--- Written instruction ---
Turn only the stretch of the material below from the line containing "Tag the hilltop" through the line containing "[[397, 190]]" into a numbered list, leaving out blank lines.

--- The records ---
####

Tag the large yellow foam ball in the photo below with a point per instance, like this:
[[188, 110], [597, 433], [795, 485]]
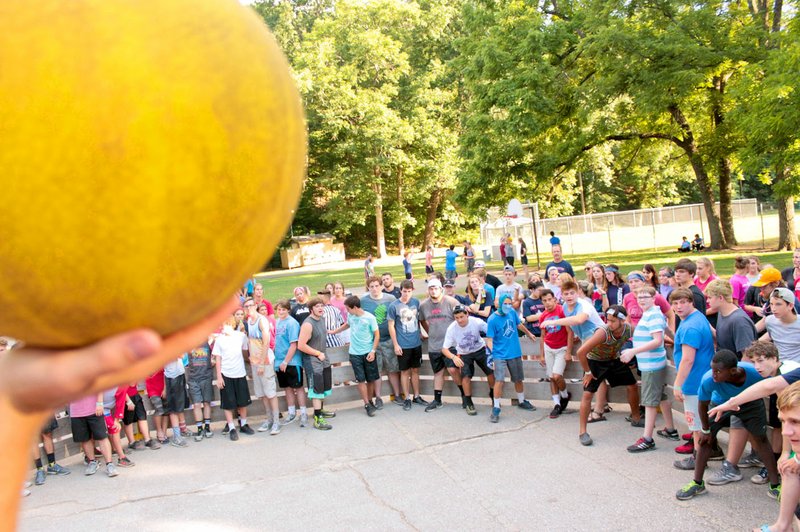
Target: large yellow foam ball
[[151, 155]]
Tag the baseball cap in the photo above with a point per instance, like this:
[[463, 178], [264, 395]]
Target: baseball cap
[[434, 283], [785, 294], [768, 275]]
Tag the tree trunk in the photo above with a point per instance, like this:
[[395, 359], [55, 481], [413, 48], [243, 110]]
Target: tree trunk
[[379, 229], [430, 219], [688, 145], [726, 202]]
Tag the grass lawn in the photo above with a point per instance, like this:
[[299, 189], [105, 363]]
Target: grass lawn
[[279, 286]]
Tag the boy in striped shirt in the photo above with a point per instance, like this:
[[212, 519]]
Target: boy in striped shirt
[[648, 348]]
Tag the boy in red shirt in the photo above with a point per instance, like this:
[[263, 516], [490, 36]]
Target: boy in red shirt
[[556, 344]]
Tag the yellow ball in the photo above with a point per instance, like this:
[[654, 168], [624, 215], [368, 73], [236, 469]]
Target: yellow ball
[[151, 156]]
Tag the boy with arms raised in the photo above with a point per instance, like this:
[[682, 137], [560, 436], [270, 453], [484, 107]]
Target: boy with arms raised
[[556, 343]]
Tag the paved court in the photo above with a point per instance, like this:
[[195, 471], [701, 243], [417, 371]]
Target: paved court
[[402, 471]]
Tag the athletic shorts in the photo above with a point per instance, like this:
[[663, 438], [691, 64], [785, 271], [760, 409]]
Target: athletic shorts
[[511, 368], [613, 371], [110, 425], [411, 358], [201, 391], [50, 426], [439, 361], [318, 373], [177, 401], [478, 357], [88, 428], [265, 385], [555, 360], [653, 387], [386, 357], [235, 394], [752, 415], [691, 412], [291, 378], [158, 405], [363, 369], [137, 414]]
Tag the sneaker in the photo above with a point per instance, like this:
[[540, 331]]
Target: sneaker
[[686, 464], [420, 401], [686, 448], [641, 446], [690, 490], [91, 468], [57, 469], [321, 424], [751, 460], [565, 401], [728, 473], [716, 454], [670, 434], [526, 405], [433, 405], [760, 477]]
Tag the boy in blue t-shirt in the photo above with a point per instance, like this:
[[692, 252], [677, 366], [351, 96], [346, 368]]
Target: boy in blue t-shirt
[[724, 380]]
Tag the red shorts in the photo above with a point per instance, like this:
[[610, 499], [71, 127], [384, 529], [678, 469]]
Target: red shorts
[[110, 425]]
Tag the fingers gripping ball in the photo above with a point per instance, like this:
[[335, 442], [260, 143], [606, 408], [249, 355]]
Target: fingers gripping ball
[[152, 155]]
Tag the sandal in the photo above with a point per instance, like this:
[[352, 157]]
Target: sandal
[[595, 417]]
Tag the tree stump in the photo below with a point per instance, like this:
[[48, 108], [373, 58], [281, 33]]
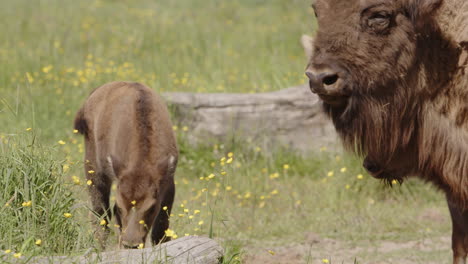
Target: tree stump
[[185, 250], [292, 117]]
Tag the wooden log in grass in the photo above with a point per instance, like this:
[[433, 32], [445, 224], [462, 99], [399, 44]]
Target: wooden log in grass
[[291, 117], [185, 250]]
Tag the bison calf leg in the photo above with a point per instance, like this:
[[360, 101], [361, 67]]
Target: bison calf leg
[[459, 234], [161, 223], [99, 192]]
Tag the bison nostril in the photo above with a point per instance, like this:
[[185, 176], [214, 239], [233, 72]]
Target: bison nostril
[[310, 75], [371, 167], [330, 79]]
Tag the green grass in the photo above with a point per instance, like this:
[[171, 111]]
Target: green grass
[[53, 53]]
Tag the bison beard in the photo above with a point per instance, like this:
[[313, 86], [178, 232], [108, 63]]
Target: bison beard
[[392, 78]]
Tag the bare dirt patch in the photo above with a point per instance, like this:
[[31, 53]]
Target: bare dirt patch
[[314, 249]]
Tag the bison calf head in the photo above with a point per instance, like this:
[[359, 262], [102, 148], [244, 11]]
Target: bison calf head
[[136, 207], [363, 47]]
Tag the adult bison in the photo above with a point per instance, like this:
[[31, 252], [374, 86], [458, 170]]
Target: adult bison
[[129, 139], [392, 77]]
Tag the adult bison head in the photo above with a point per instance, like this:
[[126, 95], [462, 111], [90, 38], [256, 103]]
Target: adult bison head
[[369, 65], [364, 47]]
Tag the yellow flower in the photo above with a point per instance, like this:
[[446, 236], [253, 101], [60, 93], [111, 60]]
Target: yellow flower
[[169, 233], [76, 180], [29, 77], [47, 68], [67, 215], [274, 175]]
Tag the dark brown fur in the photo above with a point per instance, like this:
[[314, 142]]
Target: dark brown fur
[[402, 92], [129, 139]]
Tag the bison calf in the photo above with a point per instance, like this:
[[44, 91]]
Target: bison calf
[[392, 75], [129, 140]]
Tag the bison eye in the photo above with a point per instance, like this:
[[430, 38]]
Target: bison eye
[[379, 22]]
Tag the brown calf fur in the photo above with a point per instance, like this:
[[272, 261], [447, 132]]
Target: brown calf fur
[[392, 77], [129, 140]]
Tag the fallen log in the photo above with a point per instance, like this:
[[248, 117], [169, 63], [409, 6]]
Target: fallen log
[[185, 250], [292, 117]]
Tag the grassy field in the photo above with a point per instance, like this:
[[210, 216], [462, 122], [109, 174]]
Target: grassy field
[[263, 205]]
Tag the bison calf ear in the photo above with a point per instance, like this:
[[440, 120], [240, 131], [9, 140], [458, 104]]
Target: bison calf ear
[[308, 45], [80, 123], [422, 11]]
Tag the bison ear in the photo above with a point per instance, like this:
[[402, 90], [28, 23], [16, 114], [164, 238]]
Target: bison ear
[[421, 11], [308, 45]]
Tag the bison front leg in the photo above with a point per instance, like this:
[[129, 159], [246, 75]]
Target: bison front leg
[[161, 223], [99, 188], [459, 234]]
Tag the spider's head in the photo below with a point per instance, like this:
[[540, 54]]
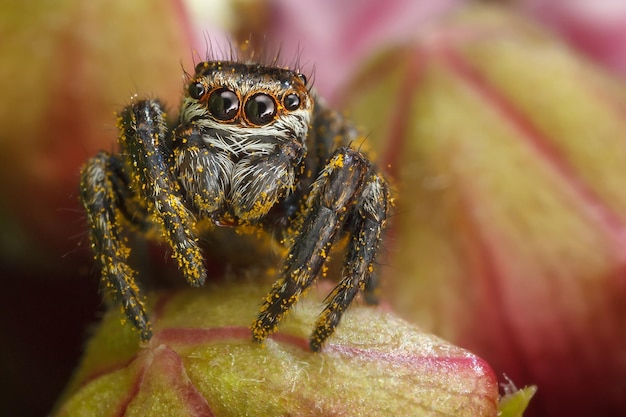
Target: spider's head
[[250, 98]]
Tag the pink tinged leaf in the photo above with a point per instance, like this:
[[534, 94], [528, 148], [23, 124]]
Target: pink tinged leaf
[[597, 28], [509, 153], [201, 360]]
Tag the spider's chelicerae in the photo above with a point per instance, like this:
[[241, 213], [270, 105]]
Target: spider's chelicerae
[[253, 146]]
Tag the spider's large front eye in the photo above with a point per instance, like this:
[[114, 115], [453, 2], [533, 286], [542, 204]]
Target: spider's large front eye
[[197, 90], [260, 109], [223, 104], [291, 101]]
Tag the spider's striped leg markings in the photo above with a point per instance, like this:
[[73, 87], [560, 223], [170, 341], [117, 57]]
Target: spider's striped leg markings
[[142, 139], [358, 272], [104, 190], [346, 179]]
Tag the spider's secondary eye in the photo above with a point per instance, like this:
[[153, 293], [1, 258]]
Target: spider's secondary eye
[[197, 90], [223, 104], [260, 109], [291, 101]]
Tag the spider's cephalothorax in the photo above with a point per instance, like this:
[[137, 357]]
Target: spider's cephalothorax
[[250, 148]]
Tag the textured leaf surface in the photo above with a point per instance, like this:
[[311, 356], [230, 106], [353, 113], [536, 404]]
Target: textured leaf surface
[[201, 362]]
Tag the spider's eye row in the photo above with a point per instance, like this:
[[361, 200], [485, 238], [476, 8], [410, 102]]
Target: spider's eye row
[[291, 101], [223, 104], [260, 109], [197, 90]]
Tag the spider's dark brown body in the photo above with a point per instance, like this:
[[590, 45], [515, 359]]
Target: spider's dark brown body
[[253, 146]]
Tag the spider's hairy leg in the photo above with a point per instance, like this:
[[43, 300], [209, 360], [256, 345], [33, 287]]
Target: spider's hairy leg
[[329, 205], [143, 134], [103, 189], [358, 273]]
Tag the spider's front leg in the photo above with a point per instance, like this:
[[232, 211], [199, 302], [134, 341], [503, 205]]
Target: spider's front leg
[[137, 186], [143, 142], [347, 189]]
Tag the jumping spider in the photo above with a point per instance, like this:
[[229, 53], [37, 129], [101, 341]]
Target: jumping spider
[[253, 146]]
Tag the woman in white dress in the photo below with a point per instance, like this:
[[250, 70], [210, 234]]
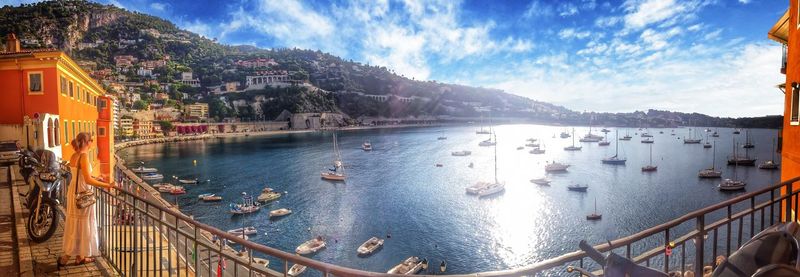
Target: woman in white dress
[[80, 228]]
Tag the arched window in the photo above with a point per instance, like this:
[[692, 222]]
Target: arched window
[[56, 132], [50, 133]]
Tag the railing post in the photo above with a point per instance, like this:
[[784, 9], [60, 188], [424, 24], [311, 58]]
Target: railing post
[[699, 245]]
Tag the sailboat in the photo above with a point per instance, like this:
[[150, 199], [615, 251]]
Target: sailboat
[[488, 142], [627, 136], [650, 167], [746, 160], [732, 184], [748, 143], [337, 172], [573, 147], [485, 188], [594, 215], [771, 163], [711, 172], [692, 140], [482, 130], [615, 159]]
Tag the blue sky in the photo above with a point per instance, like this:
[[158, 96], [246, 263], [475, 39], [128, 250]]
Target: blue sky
[[708, 56]]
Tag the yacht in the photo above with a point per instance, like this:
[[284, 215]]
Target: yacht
[[578, 187], [541, 181], [311, 246], [296, 270], [267, 195], [142, 169], [409, 266], [556, 167], [615, 159], [337, 172], [370, 246], [594, 215], [650, 167], [279, 212], [249, 230]]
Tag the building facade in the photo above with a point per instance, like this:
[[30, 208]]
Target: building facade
[[47, 99]]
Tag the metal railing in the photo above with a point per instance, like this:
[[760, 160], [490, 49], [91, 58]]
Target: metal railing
[[143, 235]]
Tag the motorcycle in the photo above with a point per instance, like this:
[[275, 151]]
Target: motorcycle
[[48, 176]]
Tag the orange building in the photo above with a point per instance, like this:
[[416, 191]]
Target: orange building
[[46, 99]]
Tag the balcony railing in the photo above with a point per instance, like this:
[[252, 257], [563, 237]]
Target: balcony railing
[[143, 235]]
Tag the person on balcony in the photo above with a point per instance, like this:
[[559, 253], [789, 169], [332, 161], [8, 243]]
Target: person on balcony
[[80, 228]]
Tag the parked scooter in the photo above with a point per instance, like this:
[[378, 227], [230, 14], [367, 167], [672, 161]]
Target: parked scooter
[[48, 176]]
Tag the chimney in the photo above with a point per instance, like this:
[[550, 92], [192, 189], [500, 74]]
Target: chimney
[[12, 43]]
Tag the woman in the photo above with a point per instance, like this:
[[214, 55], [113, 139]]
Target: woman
[[80, 229]]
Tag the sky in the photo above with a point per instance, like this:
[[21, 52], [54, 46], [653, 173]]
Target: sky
[[707, 56]]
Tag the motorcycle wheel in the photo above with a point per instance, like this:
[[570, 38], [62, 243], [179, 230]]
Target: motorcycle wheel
[[42, 228]]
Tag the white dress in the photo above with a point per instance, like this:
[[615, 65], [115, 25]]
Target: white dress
[[80, 228]]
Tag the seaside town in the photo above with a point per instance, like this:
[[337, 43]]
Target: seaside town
[[130, 146]]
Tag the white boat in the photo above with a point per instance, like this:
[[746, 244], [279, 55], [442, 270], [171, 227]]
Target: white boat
[[409, 266], [555, 167], [152, 176], [370, 246], [296, 270], [188, 181], [267, 195], [249, 230], [337, 172], [279, 212], [311, 246], [142, 169], [541, 181]]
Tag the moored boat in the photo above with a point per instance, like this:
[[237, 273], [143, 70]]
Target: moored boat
[[410, 265], [370, 246], [311, 246]]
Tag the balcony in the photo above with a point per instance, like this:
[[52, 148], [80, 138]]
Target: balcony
[[143, 235]]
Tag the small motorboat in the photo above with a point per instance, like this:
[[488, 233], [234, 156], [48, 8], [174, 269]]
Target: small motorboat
[[541, 181], [279, 212], [555, 167], [212, 198], [188, 181], [370, 246], [731, 185], [249, 230], [409, 266], [143, 169], [311, 246], [296, 270], [267, 195], [152, 176], [578, 187]]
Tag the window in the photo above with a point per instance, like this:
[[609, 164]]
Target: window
[[793, 120], [35, 83], [63, 86]]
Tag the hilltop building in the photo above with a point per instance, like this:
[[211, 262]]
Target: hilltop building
[[48, 99]]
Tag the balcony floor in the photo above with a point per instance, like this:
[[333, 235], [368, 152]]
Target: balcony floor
[[21, 257]]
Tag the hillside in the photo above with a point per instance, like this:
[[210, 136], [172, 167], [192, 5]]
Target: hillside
[[141, 58]]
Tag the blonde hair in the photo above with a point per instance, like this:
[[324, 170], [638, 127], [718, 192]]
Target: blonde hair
[[81, 141]]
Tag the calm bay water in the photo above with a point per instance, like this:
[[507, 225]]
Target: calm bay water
[[397, 190]]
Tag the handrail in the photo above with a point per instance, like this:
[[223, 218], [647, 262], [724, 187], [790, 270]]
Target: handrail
[[532, 268]]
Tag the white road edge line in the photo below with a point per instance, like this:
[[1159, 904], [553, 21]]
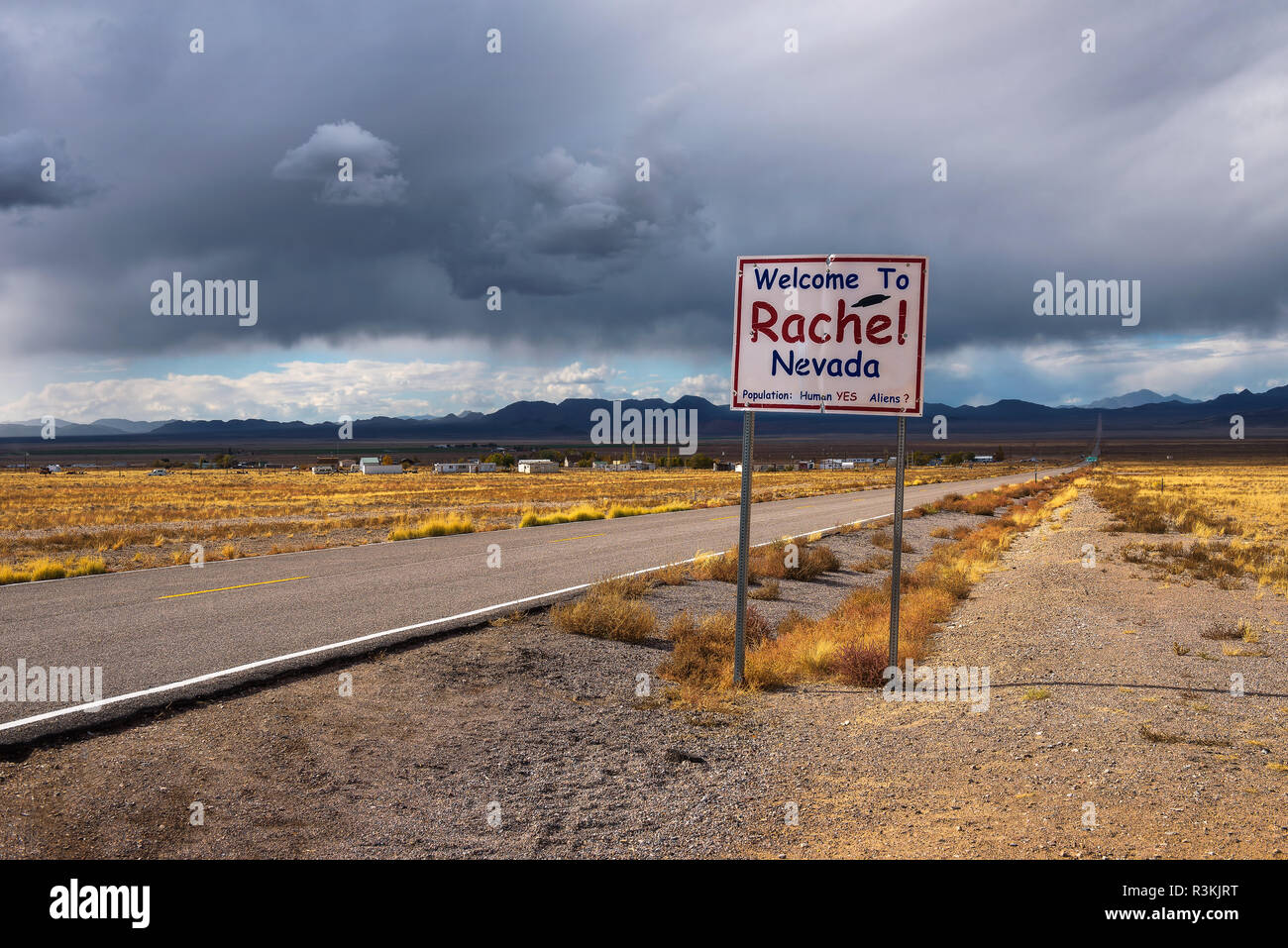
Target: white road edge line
[[372, 636]]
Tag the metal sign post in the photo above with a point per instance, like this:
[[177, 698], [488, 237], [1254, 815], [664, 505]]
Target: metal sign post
[[748, 430], [828, 333], [897, 549]]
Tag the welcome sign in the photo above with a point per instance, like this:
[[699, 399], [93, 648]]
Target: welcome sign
[[829, 334]]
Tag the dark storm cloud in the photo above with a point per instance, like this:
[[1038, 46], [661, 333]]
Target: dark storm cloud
[[518, 170], [349, 163], [39, 174]]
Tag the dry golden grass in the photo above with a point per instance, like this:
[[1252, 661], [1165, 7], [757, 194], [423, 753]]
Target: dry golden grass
[[433, 527], [1237, 514], [604, 612], [850, 644], [46, 569], [123, 511]]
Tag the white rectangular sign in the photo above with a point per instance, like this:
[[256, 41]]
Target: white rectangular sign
[[829, 334]]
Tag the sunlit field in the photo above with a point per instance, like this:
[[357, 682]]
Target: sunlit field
[[1231, 520], [129, 519]]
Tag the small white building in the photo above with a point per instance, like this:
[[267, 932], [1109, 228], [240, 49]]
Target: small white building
[[465, 468], [537, 466]]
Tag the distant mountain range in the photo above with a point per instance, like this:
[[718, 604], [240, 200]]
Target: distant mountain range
[[1133, 399], [570, 420]]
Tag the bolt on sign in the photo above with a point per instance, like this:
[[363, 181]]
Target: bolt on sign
[[829, 334]]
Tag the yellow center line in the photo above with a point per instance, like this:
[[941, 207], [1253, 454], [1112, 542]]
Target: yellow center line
[[224, 588], [585, 536]]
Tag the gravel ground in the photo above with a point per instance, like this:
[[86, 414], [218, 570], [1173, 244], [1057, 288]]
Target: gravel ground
[[545, 734]]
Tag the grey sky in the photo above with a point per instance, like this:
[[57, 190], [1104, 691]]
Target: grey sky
[[518, 168]]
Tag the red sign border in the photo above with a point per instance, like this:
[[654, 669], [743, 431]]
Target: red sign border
[[917, 411]]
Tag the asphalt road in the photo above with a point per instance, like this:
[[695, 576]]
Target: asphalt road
[[175, 633]]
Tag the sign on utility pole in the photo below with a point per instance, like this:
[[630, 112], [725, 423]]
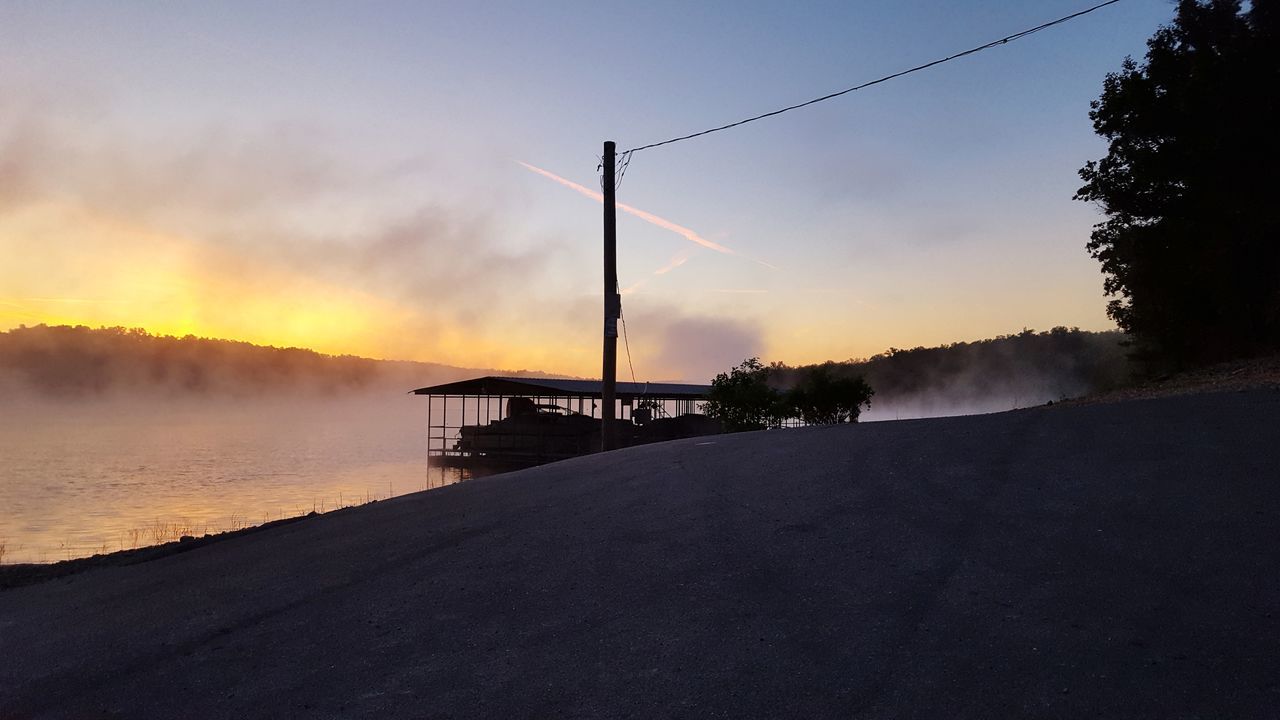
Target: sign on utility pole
[[612, 305]]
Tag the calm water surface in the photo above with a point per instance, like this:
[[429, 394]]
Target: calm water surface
[[78, 478]]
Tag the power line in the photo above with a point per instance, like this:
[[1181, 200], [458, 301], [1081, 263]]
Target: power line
[[886, 78]]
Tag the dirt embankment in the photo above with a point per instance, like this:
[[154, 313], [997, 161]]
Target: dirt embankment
[[1225, 377]]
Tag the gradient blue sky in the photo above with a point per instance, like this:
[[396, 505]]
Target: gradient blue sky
[[347, 176]]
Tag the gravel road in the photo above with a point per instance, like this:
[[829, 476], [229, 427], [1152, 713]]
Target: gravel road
[[1118, 560]]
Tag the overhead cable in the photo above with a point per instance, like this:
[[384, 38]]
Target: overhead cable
[[886, 78]]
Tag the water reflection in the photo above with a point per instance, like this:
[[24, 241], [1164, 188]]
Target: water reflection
[[85, 478]]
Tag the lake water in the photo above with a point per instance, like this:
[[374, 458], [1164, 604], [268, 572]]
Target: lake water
[[78, 478]]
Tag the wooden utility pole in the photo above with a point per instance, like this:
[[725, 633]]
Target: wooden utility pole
[[612, 305]]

####

--- Solution below ---
1. Tag the hilltop building in the photo above with a point per instance, like this:
2. [[211, 262]]
3. Target: hilltop building
4. [[48, 99]]
5. Tag the balcony floor in the photo above with a point per instance, like this:
6. [[333, 235], [368, 152]]
7. Target: balcony floor
8. [[21, 257]]
9. Tag the hillside in the photo above with a point per instance, like this:
10. [[210, 136], [172, 167], [192, 5]]
11. Target: hillside
12. [[141, 58]]
13. Tag the blonde hair in the photo above with a point per instance, like this:
14. [[324, 170], [638, 127], [718, 192]]
15. Target: blonde hair
16. [[81, 141]]
17. Tag the calm bay water in the photo above with a point per instance, like this:
18. [[507, 225]]
19. Target: calm bay water
20. [[397, 190]]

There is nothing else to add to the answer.